▶ **WHAT YOU ARE ASKED TO DO**
Reproduce the following passage on mosque attacks and calls for Muslims to denounce terrorism word for word, in its entirety.

▶ **READING PASSAGE**
In reality, the “logic” of attacking a mosque is quite different from – arguably the opposite of – the logic of asking Muslims to denounce terrorism. It seems fair to say that those who attack mosques are acting on the belief that Islam is wholly irreconcilable with Western civilization. Those who expect Muslims to denounce terrorism reject that view, or at least are open to the possibility that it is untrue.
Thus Peggy Noonan, also in the Journal:
Tracked down by a reporter for Deutsche Welle after the Charlie Hebdo massacre, [Danish cartoonist] Kurt Westergaard offered his wisdom. He said the murderers were “fanatics.” He told the media “not to be afraid” and not to “surrender” free speech. And he said he hoped for “a reaction from the moderate majority of Muslims against this attack.”
That majority actually exists, and should step forward.
Levy puts it this way: “In the dark times ahead, battles await: Islam against Islam, pluralistic civilization against the nihilists of jihad. But it is really one war, and we must wage it together, united.”
The majority of Muslims are peaceful and “moderate” and have a common interest with non-Muslims in combating “the nihilists of jihad.” Someone who burns a mosque manifestly rejects that view.
Perhaps those who profess it do so uncertainly, hoping rather than firmly believing it is true. If so, they call on Muslims to speak out against terror because they would like real-world confirmation. That is not bigotry but open-mindedness.

▶ **DATA EXTRACT**
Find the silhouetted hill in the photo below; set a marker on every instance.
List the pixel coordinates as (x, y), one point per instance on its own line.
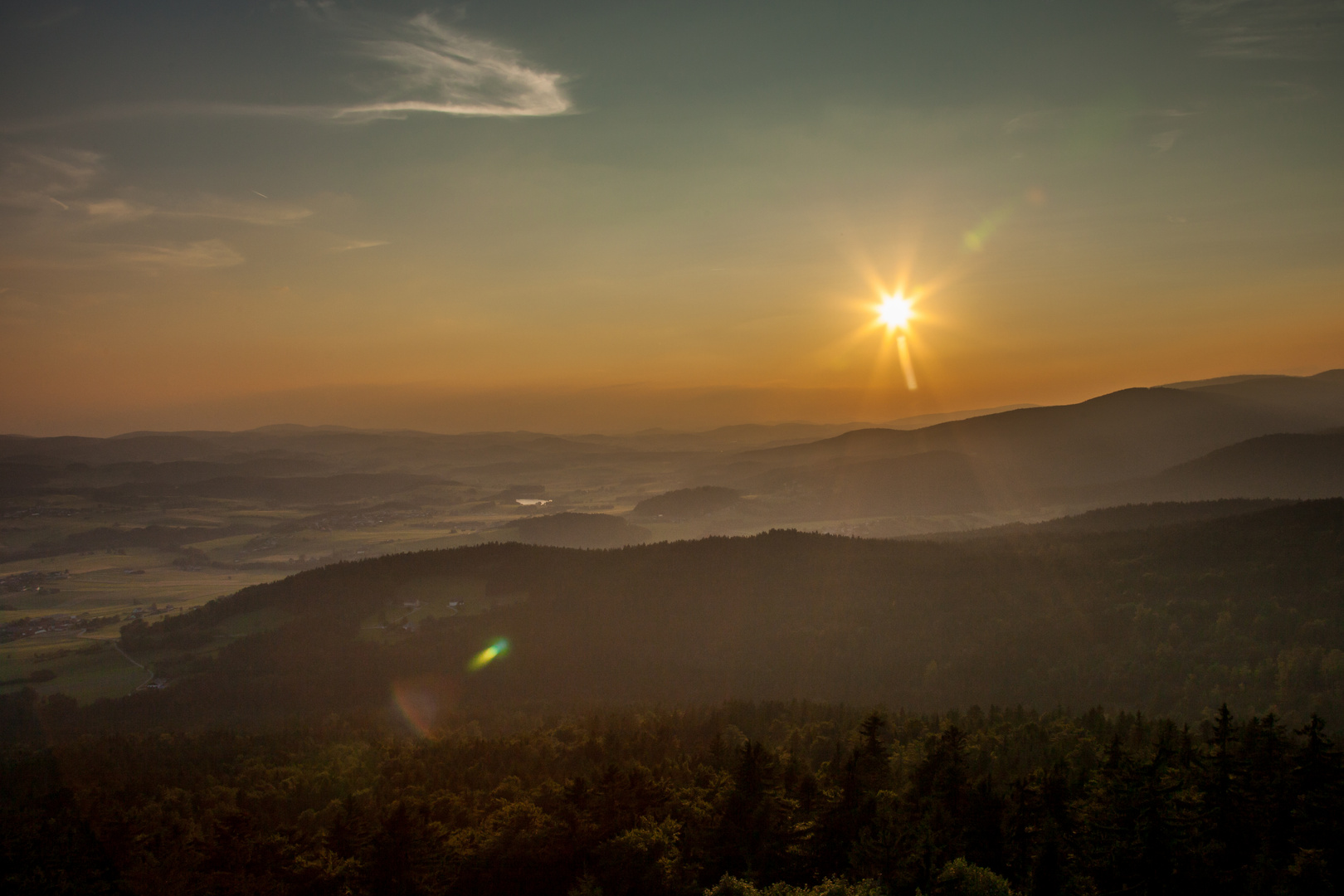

▶ **RESULT FOR THIS TASK**
In reality, the “logic” of attacking a mosque is quite different from – arguably the opposite of – the logic of asking Muslims to denounce terrorism. It seems fair to say that those who attack mosques are acting on the belief that Islam is wholly irreconcilable with Western civilization. Those who expect Muslims to denounce terrorism reject that view, or at least are open to the possibility that it is untrue.
Thus Peggy Noonan, also in the Journal:
Tracked down by a reporter for Deutsche Welle after the Charlie Hebdo massacre, [Danish cartoonist] Kurt Westergaard offered his wisdom. He said the murderers were “fanatics.” He told the media “not to be afraid” and not to “surrender” free speech. And he said he hoped for “a reaction from the moderate majority of Muslims against this attack.”
That majority actually exists, and should step forward.
Levy puts it this way: “In the dark times ahead, battles await: Islam against Islam, pluralistic civilization against the nihilists of jihad. But it is really one war, and we must wage it together, united.”
The majority of Muslims are peaceful and “moderate” and have a common interest with non-Muslims in combating “the nihilists of jihad.” Someone who burns a mosque manifestly rejects that view.
Perhaps those who profess it do so uncertainly, hoping rather than firmly believing it is true. If so, they call on Muslims to speak out against terror because they would like real-world confirmation. That is not bigotry but open-mindedness.